What you will do: Extract all data as written.

Input for this task:
════════════════
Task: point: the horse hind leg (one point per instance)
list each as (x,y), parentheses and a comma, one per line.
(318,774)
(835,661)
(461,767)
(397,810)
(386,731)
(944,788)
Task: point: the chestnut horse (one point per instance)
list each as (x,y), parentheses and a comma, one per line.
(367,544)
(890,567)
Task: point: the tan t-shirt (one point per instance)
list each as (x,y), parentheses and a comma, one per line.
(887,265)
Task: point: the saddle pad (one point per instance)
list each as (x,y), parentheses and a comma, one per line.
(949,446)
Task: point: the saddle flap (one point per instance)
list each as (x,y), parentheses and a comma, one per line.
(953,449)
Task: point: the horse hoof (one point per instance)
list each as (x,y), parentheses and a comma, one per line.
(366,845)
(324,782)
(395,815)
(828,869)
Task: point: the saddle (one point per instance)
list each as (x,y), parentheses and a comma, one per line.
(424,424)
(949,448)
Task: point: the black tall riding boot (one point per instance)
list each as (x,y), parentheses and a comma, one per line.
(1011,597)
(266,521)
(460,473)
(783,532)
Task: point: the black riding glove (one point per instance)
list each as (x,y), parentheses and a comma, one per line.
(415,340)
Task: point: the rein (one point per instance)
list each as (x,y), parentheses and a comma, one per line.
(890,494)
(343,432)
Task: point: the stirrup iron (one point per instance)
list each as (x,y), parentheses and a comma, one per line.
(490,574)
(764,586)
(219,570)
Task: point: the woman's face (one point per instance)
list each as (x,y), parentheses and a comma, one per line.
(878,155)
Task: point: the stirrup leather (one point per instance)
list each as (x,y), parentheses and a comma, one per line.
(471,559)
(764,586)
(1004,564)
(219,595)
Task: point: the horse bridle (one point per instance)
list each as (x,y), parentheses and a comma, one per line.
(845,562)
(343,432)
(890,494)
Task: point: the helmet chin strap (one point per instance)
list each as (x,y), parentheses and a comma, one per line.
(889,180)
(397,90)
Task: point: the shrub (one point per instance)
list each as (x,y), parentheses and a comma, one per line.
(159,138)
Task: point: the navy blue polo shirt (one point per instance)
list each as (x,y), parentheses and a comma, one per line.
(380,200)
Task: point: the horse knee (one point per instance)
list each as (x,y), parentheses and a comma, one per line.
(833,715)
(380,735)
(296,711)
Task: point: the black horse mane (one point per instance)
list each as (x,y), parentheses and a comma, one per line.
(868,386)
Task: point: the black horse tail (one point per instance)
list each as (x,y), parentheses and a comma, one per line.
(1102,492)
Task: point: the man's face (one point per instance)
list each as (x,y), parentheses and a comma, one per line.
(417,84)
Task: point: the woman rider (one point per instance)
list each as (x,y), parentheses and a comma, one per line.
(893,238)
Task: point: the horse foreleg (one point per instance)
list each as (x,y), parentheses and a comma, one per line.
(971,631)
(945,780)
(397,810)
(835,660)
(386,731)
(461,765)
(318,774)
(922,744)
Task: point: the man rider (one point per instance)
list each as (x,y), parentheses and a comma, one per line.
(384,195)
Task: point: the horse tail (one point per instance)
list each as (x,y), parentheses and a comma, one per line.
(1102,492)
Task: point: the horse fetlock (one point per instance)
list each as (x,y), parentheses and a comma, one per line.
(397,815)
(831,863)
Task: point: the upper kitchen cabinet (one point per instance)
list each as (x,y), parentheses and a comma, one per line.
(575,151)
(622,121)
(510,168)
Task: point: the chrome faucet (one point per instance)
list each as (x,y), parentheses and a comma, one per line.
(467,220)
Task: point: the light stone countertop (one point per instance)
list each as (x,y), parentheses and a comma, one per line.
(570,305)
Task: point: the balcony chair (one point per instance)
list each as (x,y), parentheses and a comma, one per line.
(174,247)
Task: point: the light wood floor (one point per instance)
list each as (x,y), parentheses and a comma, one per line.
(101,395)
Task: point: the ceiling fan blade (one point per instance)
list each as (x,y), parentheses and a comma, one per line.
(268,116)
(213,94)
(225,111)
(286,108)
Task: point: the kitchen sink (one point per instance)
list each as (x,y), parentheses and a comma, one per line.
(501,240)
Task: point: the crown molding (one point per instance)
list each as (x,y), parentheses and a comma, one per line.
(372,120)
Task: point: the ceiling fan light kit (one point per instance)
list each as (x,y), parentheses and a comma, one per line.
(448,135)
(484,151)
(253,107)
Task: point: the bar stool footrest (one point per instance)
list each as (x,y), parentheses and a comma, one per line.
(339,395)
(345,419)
════════════════
Task answer:
Task: point: the horse hind leg (one point per instance)
list each as (x,y), parentheses and a comma, one per line.
(318,774)
(835,661)
(461,767)
(397,810)
(386,731)
(944,788)
Task: point: the chestnut horse (one point per instance)
list each as (x,y), parentheses and a comma, one per line.
(367,544)
(890,567)
Task: point: the tan t-shirt (one point per instance)
list each as (x,y), parentheses and a comma, one per line.
(887,265)
Task: point: the saddle pad (one point per instance)
list each as (x,y), parentheses and a comma, one per line.
(949,446)
Task: point: the saddle flap (one point per instance)
list each as (x,y), parentheses and a comma, one per line.
(953,449)
Task: point: the horse hoof (one point per instance)
list each as (x,y), parentheses and a comma, one per line.
(366,845)
(324,782)
(395,815)
(828,869)
Task: point: the saddle (one point per instance)
list each as (x,y), parentheses and a comma, one per line.
(424,424)
(949,448)
Task: point: the black tall riding boot (one point per instance)
list each as (x,y), parentheses and a comma, one per line.
(1011,597)
(266,521)
(460,473)
(783,532)
Task: point: the black riding glove (one point per instance)
list each as (x,y), parentheses and a comma, one per line.
(415,340)
Task: point: the rein (one point per instance)
list each as (x,y), parentheses and a comma, one per line.
(890,494)
(343,432)
Task: point: the stirrup iron (one point per instance)
list each as (x,y), parentheses and a comma, one per line.
(490,574)
(764,586)
(219,570)
Task: point: the woman's face (one point per instance)
list each as (x,y), parentheses and a comma, one per line.
(878,155)
Task: point: the stirrup leather (one point per instance)
list each as (x,y), parentheses and a comma, one per line.
(471,559)
(764,586)
(1004,564)
(219,595)
Task: point: the horse bridle (one point per instance)
list each as (x,y), parentheses and a comma, one per line.
(845,562)
(343,432)
(890,494)
Task: point: the helmet chin strap (one point per instance)
list each as (x,y), parentheses and a comma, one per line.
(889,180)
(397,90)
Task: point: the shrub (one point per instance)
list each as (x,y), parentheses and a comma, one per line.
(159,138)
Task: point: the navy blue polo shirt (one point per instance)
list each as (x,y), parentheses and a comma, one per line.
(380,200)
Task: point: the horse knee (one point per instance)
list each as (x,y), parentheses and a comma, one per line.
(833,715)
(380,735)
(296,711)
Task: point: the black horse mane (one point per instance)
list each as (x,y), parentheses and a comma, one per line.
(868,386)
Task: point: the black horse tail (one point per instance)
list each as (x,y), parentheses and a comma, one per line.
(1102,492)
Task: point: the man's face (one point per instance)
list each as (x,y), parentheses and a comma, one per line.
(417,84)
Task: point: the woman rider (one point per instance)
list each as (x,y), parentheses and a comma, one per line.
(893,238)
Task: point: the horse foreleg (one point per instance)
list each as (x,y), parentheses and a comma, one per line.
(971,631)
(945,780)
(397,810)
(835,660)
(386,731)
(461,765)
(318,774)
(922,744)
Task: point: the man rider (one point per instance)
list each as (x,y), parentheses and a comma, one per line.
(384,195)
Task: point: the horse tail (one point per instance)
list each as (x,y), parentheses and a comma, one per line.
(1102,492)
Task: point: the horse fetlock (one point per instance)
list each as (x,y), parentheses and a comma, one per line.
(397,815)
(831,863)
Task: point: the upper kitchen cabinet (one point per instance)
list each as (x,y), parentheses and a comma, one per line.
(575,151)
(622,121)
(510,168)
Task: point: the chrome faucet (one point per instance)
list each as (x,y), parentheses and a comma, one per line.
(467,220)
Task: point: the light stone countertop (one point per instance)
list each as (x,y), parentheses and a comma, one per line.
(570,305)
Task: point: the balcony chair (one point per instance)
list each as (x,y), parentheses and a comma, one per line.
(174,247)
Task: point: the light wood floor (one point per instance)
list each as (x,y), parentheses and a comma, one per line.
(101,395)
Task: point: the ceiling fan blade (one point per instance)
list each as (x,y), parentheses and a comma, one per line.
(268,116)
(213,94)
(225,111)
(286,108)
Task: point: the kitchen sink (one point per instance)
list each as (x,y), parentheses and a comma, one per line.
(501,240)
Task: point: the crown molding (one point per instance)
list each as (x,y), parentheses and a comma, one per line.
(372,120)
Task: point: the ceiling fan light kit (one point per instance)
list each as (x,y), parentheses and a comma, one per line.
(448,135)
(484,151)
(253,107)
Task: point: the bar stool footrest (one point per instance)
list each as (x,y), parentheses and a comma, one per line.
(339,395)
(345,419)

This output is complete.